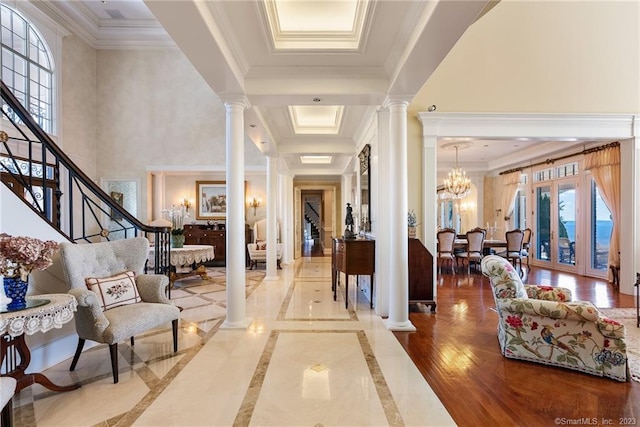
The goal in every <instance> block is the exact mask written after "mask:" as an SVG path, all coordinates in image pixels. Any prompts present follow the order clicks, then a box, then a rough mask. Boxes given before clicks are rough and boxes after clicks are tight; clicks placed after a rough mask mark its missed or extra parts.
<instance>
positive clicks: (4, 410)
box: [0, 398, 13, 427]
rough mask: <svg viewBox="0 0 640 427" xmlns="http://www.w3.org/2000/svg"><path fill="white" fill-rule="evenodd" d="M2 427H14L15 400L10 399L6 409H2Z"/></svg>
mask: <svg viewBox="0 0 640 427" xmlns="http://www.w3.org/2000/svg"><path fill="white" fill-rule="evenodd" d="M0 419H2V424H1V425H2V427H12V426H13V398H11V399H9V401H8V402H7V404H6V405H4V408H2V416H1V417H0Z"/></svg>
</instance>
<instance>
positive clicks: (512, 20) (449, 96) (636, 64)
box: [410, 0, 640, 113]
mask: <svg viewBox="0 0 640 427" xmlns="http://www.w3.org/2000/svg"><path fill="white" fill-rule="evenodd" d="M639 75H640V3H639V2H637V1H617V0H610V1H521V0H506V1H505V0H503V1H501V2H500V4H498V5H497V6H496V7H495V8H494V9H493V10H491V11H490V12H489V13H488V14H487V15H485V16H484V17H482V18H481V19H480V20H479V21H478V22H476V23H475V24H473V25H472V26H471V27H470V28H469V29H468V30H467V31H466V33H465V34H464V35H463V36H462V38H461V39H460V41H459V42H458V43H457V44H456V45H455V46H454V48H453V49H452V50H451V52H450V53H449V54H448V55H447V57H446V58H445V60H444V61H443V62H442V63H441V64H440V66H439V67H438V68H437V69H436V71H435V72H434V74H433V75H432V76H431V78H430V79H429V80H428V81H427V83H426V85H425V86H424V87H423V89H422V91H421V96H420V97H419V98H418V99H416V100H415V101H414V102H413V103H412V105H411V107H410V108H411V109H412V110H413V111H426V109H427V107H428V106H429V105H431V104H436V105H437V108H438V110H437V111H438V112H440V111H445V112H448V111H456V112H461V111H472V112H557V113H562V112H575V113H583V112H584V113H587V112H591V113H603V112H604V113H630V112H638V111H640V95H639V94H640V79H639V78H638V76H639Z"/></svg>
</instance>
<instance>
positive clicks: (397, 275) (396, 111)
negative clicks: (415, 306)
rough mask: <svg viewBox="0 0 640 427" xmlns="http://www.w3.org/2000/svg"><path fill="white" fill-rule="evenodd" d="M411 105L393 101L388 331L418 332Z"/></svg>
mask: <svg viewBox="0 0 640 427" xmlns="http://www.w3.org/2000/svg"><path fill="white" fill-rule="evenodd" d="M408 105H409V102H408V101H406V100H404V99H402V100H396V99H393V100H390V101H389V102H388V104H387V106H388V108H389V120H390V121H389V136H390V142H391V147H392V149H391V150H390V153H389V154H390V156H389V169H390V171H391V174H390V177H389V178H390V184H391V187H392V188H394V189H395V191H393V192H391V193H390V200H389V209H390V211H391V221H390V222H389V224H388V225H389V228H390V232H391V235H392V236H393V238H392V239H390V243H391V248H390V264H391V276H392V281H391V287H390V293H389V317H388V318H387V319H385V321H384V322H385V325H386V326H387V328H388V329H390V330H394V331H415V330H416V328H415V327H414V326H413V324H412V323H411V322H410V321H409V265H408V262H407V260H408V255H409V234H408V232H407V209H408V196H407V192H408V177H407V106H408Z"/></svg>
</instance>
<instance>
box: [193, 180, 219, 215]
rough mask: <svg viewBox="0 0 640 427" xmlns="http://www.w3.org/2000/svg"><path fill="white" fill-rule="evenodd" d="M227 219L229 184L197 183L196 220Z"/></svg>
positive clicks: (218, 182) (217, 183)
mask: <svg viewBox="0 0 640 427" xmlns="http://www.w3.org/2000/svg"><path fill="white" fill-rule="evenodd" d="M226 218H227V183H226V182H225V181H196V219H226Z"/></svg>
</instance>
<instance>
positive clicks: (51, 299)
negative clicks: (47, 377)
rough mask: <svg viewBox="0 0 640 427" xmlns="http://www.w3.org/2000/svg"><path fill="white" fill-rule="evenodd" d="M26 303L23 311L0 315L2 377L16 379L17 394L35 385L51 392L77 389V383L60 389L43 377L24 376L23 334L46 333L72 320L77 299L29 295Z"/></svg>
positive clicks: (31, 375) (28, 350) (65, 297)
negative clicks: (1, 359)
mask: <svg viewBox="0 0 640 427" xmlns="http://www.w3.org/2000/svg"><path fill="white" fill-rule="evenodd" d="M26 301H27V307H26V308H24V309H21V310H15V311H2V312H0V334H2V337H1V339H0V346H1V357H2V371H3V372H2V375H3V376H9V377H13V378H15V379H16V381H17V385H16V393H18V392H19V391H20V390H22V389H24V388H25V387H28V386H30V385H31V384H34V383H36V384H40V385H42V386H44V387H46V388H48V389H49V390H53V391H70V390H75V389H77V388H78V387H80V383H77V384H71V385H68V386H59V385H56V384H54V383H53V382H51V380H49V378H47V377H46V376H44V375H43V374H40V373H35V374H34V373H29V374H26V373H25V371H26V370H27V368H28V367H29V363H30V362H31V351H30V350H29V346H27V342H26V341H25V339H24V336H25V334H27V335H33V334H35V333H36V332H43V333H46V332H48V331H50V330H51V329H53V328H58V329H59V328H61V327H62V325H64V324H65V323H67V322H69V321H71V319H73V312H74V311H76V307H77V302H76V299H75V298H74V297H73V295H67V294H45V295H35V296H28V297H27V298H26Z"/></svg>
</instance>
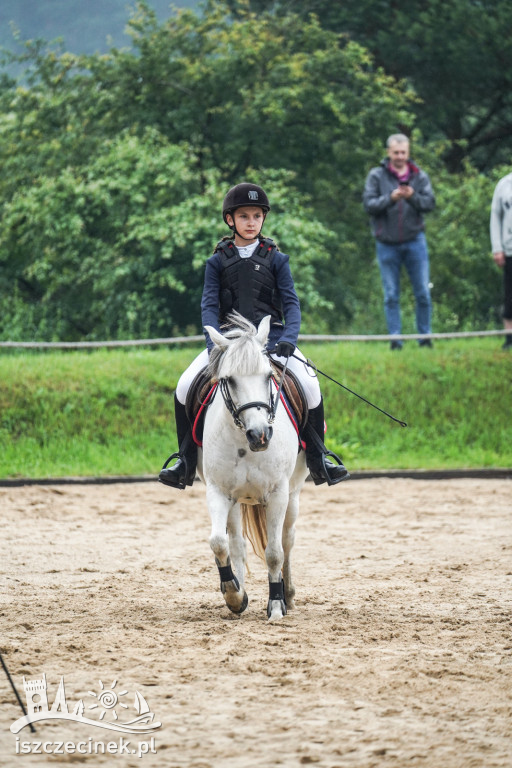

----

WHAT THIS TASK INVOLVES:
So that the copy stays exact, reproduce each record word for word and leave its images out.

EXERCISE SOLUTION:
The goal in every <instance> block is the exact mask written after "mask:" as an SVG path, all coordinates in image pixels. Any prompts present follow the order clicks, then a box, then a rough mask. Boxes given before clicks are rough and boxes after clicks are tight; clicks placed after a rough mask mark its missed or extra parts.
<instance>
positive clicks: (4, 410)
box: [0, 398, 13, 427]
rough mask: <svg viewBox="0 0 640 427" xmlns="http://www.w3.org/2000/svg"><path fill="white" fill-rule="evenodd" d="M2 427H14L15 400L10 399L6 409H2Z"/></svg>
mask: <svg viewBox="0 0 640 427" xmlns="http://www.w3.org/2000/svg"><path fill="white" fill-rule="evenodd" d="M0 419H2V424H1V425H2V427H12V426H13V398H11V399H9V401H8V402H7V404H6V405H4V408H2V416H1V417H0Z"/></svg>
</instance>
<instance>
positive clicks: (512, 20) (449, 96) (636, 64)
box: [410, 0, 640, 113]
mask: <svg viewBox="0 0 640 427" xmlns="http://www.w3.org/2000/svg"><path fill="white" fill-rule="evenodd" d="M639 75H640V3H639V2H637V1H617V0H610V1H521V0H506V1H505V0H503V1H501V2H500V4H498V5H497V6H496V7H495V8H494V9H493V10H491V11H490V12H489V13H488V14H487V15H485V16H484V17H482V18H481V19H480V20H479V21H478V22H476V23H475V24H473V25H472V26H471V27H470V28H469V29H468V30H467V31H466V33H465V34H464V35H463V36H462V38H461V39H460V41H459V42H458V43H457V44H456V45H455V46H454V48H453V49H452V50H451V52H450V53H449V54H448V55H447V57H446V58H445V60H444V61H443V62H442V63H441V64H440V66H439V67H438V68H437V69H436V71H435V72H434V74H433V75H432V76H431V78H430V79H429V80H428V81H427V83H426V85H425V86H424V87H423V89H422V91H421V96H420V97H419V98H418V99H416V100H415V101H414V102H413V103H412V105H411V107H410V108H411V109H412V110H413V111H426V109H427V107H428V106H429V105H431V104H436V105H437V108H438V110H437V111H438V112H440V111H445V112H448V111H456V112H461V111H472V112H557V113H562V112H575V113H583V112H584V113H587V112H591V113H603V112H604V113H630V112H638V111H640V95H639V94H640V79H639V78H638V76H639Z"/></svg>
</instance>
<instance>
positive clicks: (397, 275) (396, 111)
negative clicks: (415, 306)
rough mask: <svg viewBox="0 0 640 427" xmlns="http://www.w3.org/2000/svg"><path fill="white" fill-rule="evenodd" d="M411 105L393 101L388 331L418 332Z"/></svg>
mask: <svg viewBox="0 0 640 427" xmlns="http://www.w3.org/2000/svg"><path fill="white" fill-rule="evenodd" d="M408 105H409V102H408V101H406V100H404V99H402V100H396V99H393V100H390V101H389V102H388V104H387V106H388V108H389V120H390V121H389V136H390V142H391V147H392V149H391V150H390V153H389V154H390V156H389V169H390V171H391V174H390V177H389V178H390V184H391V187H392V188H394V189H395V191H393V192H391V193H390V200H389V209H390V211H391V221H390V222H389V224H388V225H389V228H390V232H391V235H392V236H393V238H392V239H390V243H391V248H390V264H391V276H392V281H391V287H390V293H389V317H388V318H387V319H385V321H384V322H385V325H386V326H387V328H388V329H390V330H394V331H415V330H416V328H415V327H414V326H413V324H412V323H411V322H410V321H409V265H408V262H407V260H408V255H409V234H408V232H407V209H408V196H407V192H408V177H407V106H408Z"/></svg>
</instance>
<instance>
box: [193, 180, 219, 215]
rough mask: <svg viewBox="0 0 640 427" xmlns="http://www.w3.org/2000/svg"><path fill="white" fill-rule="evenodd" d="M227 219L229 184L197 183L196 220Z"/></svg>
positive clicks: (218, 182) (217, 183)
mask: <svg viewBox="0 0 640 427" xmlns="http://www.w3.org/2000/svg"><path fill="white" fill-rule="evenodd" d="M226 218H227V183H226V182H225V181H196V219H226Z"/></svg>
</instance>
<instance>
positive clicks: (51, 299)
negative clicks: (47, 377)
rough mask: <svg viewBox="0 0 640 427" xmlns="http://www.w3.org/2000/svg"><path fill="white" fill-rule="evenodd" d="M26 303L23 311L0 315L2 377L16 379L17 394L35 385L51 392L77 389V383L60 389L43 377L24 376L23 334L46 333L72 320L77 299L29 295Z"/></svg>
positive clicks: (31, 375) (28, 350) (65, 297)
negative clicks: (1, 359)
mask: <svg viewBox="0 0 640 427" xmlns="http://www.w3.org/2000/svg"><path fill="white" fill-rule="evenodd" d="M26 301H27V307H26V308H24V309H21V310H15V311H2V312H0V334H2V337H1V339H0V346H1V357H2V371H3V372H2V375H3V376H9V377H13V378H15V379H16V381H17V385H16V393H18V392H19V391H20V390H22V389H24V388H25V387H28V386H30V385H31V384H34V383H36V384H40V385H42V386H44V387H46V388H48V389H49V390H53V391H70V390H75V389H77V388H78V387H80V383H77V384H71V385H68V386H59V385H56V384H54V383H53V382H51V380H49V378H47V377H46V376H44V375H43V374H40V373H35V374H34V373H29V374H26V373H25V371H26V370H27V368H28V367H29V363H30V362H31V351H30V350H29V346H27V342H26V341H25V339H24V336H25V334H27V335H33V334H35V333H36V332H43V333H46V332H48V331H50V330H51V329H53V328H58V329H59V328H61V327H62V325H64V324H65V323H67V322H69V321H71V319H73V312H74V311H76V307H77V302H76V299H75V298H74V297H73V295H67V294H45V295H35V296H28V297H27V298H26Z"/></svg>
</instance>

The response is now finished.